REQUIRED TASK ::
The required output is the exact sequence of lines from the line holding "Each instance of the forest" to the end of the records, inclusive.

EXTRACTED RECORDS ::
══════
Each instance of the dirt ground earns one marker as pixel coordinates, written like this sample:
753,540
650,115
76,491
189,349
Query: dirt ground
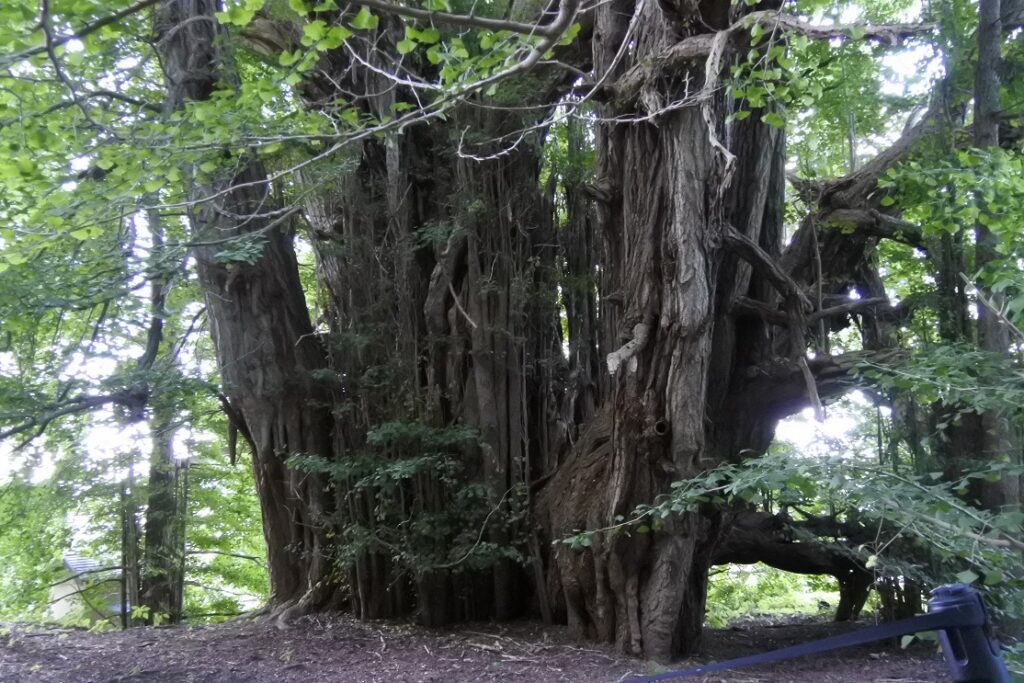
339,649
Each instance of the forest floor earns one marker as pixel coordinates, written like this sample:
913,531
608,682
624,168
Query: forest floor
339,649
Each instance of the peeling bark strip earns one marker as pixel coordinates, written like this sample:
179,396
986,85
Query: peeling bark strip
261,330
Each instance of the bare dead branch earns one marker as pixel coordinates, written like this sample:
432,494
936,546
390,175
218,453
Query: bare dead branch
══════
PROBLEM SOLUTION ::
Each instance of the forest floor earns one marker as pixel coordinates, written like this sample:
913,531
608,682
624,168
Query: forest floor
339,649
Each instance of the peeling bark strip earns one marker as pixel coordinates, written like this sample:
179,396
986,85
Query: peeling bark strip
261,330
Each instance of the bare dead branch earns one marker as pixel coordinates, written like this sample:
432,494
936,546
390,175
218,453
Query: bare dead branch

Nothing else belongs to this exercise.